Instructions for the task —
Present every line of the items below as a Markdown table with two columns, n for the row number and Line for the line itself. Skip blank lines and leave the pictures out.

Excerpts from a point labeling dataset:
= = = = =

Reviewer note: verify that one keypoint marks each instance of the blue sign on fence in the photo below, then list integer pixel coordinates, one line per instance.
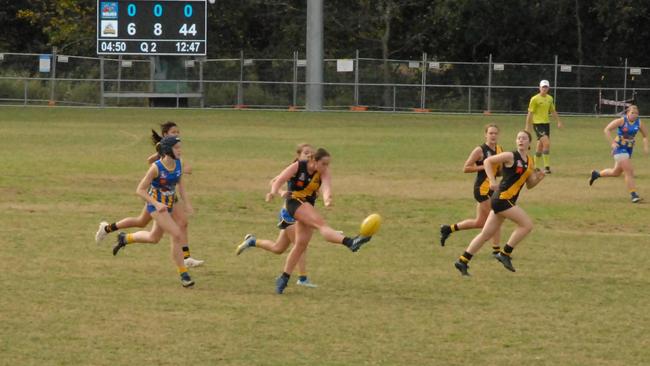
(44, 63)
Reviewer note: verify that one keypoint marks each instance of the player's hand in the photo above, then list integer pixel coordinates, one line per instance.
(189, 209)
(160, 207)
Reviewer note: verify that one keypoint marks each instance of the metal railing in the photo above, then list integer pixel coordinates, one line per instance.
(421, 85)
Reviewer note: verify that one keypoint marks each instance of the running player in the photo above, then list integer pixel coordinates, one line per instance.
(518, 168)
(538, 109)
(305, 179)
(158, 189)
(627, 127)
(287, 230)
(180, 216)
(482, 192)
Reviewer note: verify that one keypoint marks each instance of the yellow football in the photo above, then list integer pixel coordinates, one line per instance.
(370, 225)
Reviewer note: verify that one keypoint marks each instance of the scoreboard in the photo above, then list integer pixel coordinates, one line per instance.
(151, 27)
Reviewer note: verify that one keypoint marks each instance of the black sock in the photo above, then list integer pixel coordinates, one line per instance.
(466, 257)
(110, 228)
(507, 249)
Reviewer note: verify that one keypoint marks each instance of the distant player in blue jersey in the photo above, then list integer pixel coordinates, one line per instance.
(180, 216)
(622, 146)
(287, 229)
(158, 188)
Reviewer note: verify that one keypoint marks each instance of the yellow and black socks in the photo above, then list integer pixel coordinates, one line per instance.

= = = = =

Answer to the problem —
| n | Line |
|---|---|
| 1 | Reviewer note: verify that one keypoint marks each instance of the blue sign on fence in the photo below, then list integer pixel coordinates, one line per instance. |
| 2 | (44, 63) |
| 3 | Reviewer note: verify that one keypoint marks each instance of the player's hand in the photo above, then list integer pixel coordinates, one line per instance. |
| 4 | (189, 209) |
| 5 | (160, 207) |
| 6 | Reviewer note: verify that one keypoint marks each instance of the metal railing in the photo above, then list integer pixel coordinates, one line per instance. |
| 7 | (421, 85) |
| 8 | Reviewer note: verify that one keypoint marks each instance of the running player in the photo above, then list integer pixel coordinates, one line per instance. |
| 9 | (518, 168) |
| 10 | (538, 109) |
| 11 | (305, 179) |
| 12 | (158, 189) |
| 13 | (627, 127) |
| 14 | (287, 230) |
| 15 | (180, 216) |
| 16 | (482, 192) |
| 17 | Reviewer note: verify that one keypoint marks each instance of the yellow football in the photo above, then list integer pixel coordinates, one line per instance. |
| 18 | (370, 225) |
| 19 | Reviewer note: verify that one keypoint marks each instance of the scoreboard in the photo above, then list integer pixel coordinates, one line per instance. |
| 20 | (151, 27) |
| 21 | Reviewer note: verify that one keypoint marks each instance of the black sock in the photo above, then list integer pixel coordinates, one line per instance. |
| 22 | (466, 257) |
| 23 | (110, 228) |
| 24 | (507, 249) |
| 25 | Reviewer note: verify that one keypoint marks each instance of the distant player in blue jersey in the photo above, then list integer pixel coordinates, one line per instance. |
| 26 | (180, 216) |
| 27 | (622, 146) |
| 28 | (287, 229) |
| 29 | (158, 188) |
| 30 | Reviewer note: verify that one keypoint marks each instance of the yellow and black socks in the photo above, then list integer pixel coordinates, one line per instance. |